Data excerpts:
______
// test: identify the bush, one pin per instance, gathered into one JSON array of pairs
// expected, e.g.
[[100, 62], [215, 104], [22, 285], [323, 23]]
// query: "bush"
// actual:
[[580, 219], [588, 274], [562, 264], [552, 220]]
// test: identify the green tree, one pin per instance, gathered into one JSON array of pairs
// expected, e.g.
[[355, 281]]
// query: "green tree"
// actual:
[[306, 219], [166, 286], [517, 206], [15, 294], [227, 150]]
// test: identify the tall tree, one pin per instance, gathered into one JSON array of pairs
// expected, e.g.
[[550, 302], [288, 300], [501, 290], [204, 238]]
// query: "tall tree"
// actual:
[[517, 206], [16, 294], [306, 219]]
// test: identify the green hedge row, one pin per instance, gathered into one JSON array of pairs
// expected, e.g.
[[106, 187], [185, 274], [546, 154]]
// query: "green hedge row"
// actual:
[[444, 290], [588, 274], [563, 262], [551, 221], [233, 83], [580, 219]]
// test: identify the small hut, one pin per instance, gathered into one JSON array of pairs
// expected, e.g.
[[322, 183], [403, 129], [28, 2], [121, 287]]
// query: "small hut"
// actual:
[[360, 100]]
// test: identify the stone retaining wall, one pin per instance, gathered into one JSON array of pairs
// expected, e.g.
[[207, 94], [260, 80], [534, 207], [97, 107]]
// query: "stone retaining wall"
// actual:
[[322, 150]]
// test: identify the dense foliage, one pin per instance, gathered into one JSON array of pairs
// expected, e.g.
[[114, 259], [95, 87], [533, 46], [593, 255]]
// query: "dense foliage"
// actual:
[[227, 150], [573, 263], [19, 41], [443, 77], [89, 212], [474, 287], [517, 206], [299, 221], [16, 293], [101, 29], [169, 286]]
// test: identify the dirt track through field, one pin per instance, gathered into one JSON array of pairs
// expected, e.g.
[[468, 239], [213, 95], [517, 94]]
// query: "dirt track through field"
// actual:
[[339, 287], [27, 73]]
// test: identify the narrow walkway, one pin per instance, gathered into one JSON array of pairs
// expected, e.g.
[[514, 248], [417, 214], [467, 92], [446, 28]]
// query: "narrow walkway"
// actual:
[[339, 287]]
______
* [Your task]: Keep every word the same and copy out all of the entries.

* [Result of this exercise]:
// test: identify the bush, one pin per instance, gathered into one JSON array of pairs
// expected, e.g.
[[100, 62], [215, 104], [22, 285], [323, 23]]
// query: "bush"
// actual:
[[580, 219], [588, 274], [562, 264], [552, 220]]
// test: identify the green tree, one pin per instance, gathered into one JSON array of pairs
// expected, e.g.
[[355, 281]]
// query: "green tree"
// actual:
[[306, 219], [166, 286], [517, 206], [15, 294], [227, 150]]
// test: identify the tall tree, one pin per instance, gathered into one JSON array of pairs
// expected, e.g.
[[550, 302], [288, 300], [501, 290], [204, 238]]
// query: "tall tree"
// actual:
[[517, 206], [16, 294], [306, 219]]
// test: identify the green hedge row, one pin per instance, gathered into one JSON array of pairs
// expected, e.g.
[[106, 187], [185, 274], [546, 154]]
// query: "green hedge row"
// actual:
[[444, 290], [588, 274], [563, 262], [551, 221], [233, 83], [580, 219]]
// test: identify the small hut, one pin per instance, gathered into one JSON array of pairs
// expected, e.g.
[[322, 183], [403, 129], [28, 2], [121, 287]]
// query: "small hut"
// actual:
[[360, 100]]
// test: identify the stone retaining wall, one pin per instance, gathered into one JSON array of pairs
// expected, e.g.
[[207, 94], [260, 80], [534, 207], [97, 107]]
// query: "stone retaining wall"
// actual:
[[322, 150]]
// test: identify the dense foliage, one pin per instance, gathered into one JSON array of pairs
// expected, e.g.
[[114, 259], [95, 87], [533, 46], [593, 255]]
// query: "dense foliage"
// actual:
[[227, 150], [573, 263], [19, 41], [443, 77], [89, 212], [474, 287], [517, 206], [299, 221], [16, 293], [101, 29], [169, 286]]
// test: identify the dirt track through field, one pin per instance, gathered into one JSON array of pairs
// expected, e.g.
[[468, 239], [213, 95], [517, 94]]
// query: "dirt track through field"
// actual:
[[339, 287], [27, 73]]
// test: identify the narrow walkway, one pin per instance, gathered into one JSON array of pairs
// expected, e.g.
[[514, 248], [417, 214], [467, 92], [446, 28]]
// query: "narrow walkway"
// actual:
[[339, 287]]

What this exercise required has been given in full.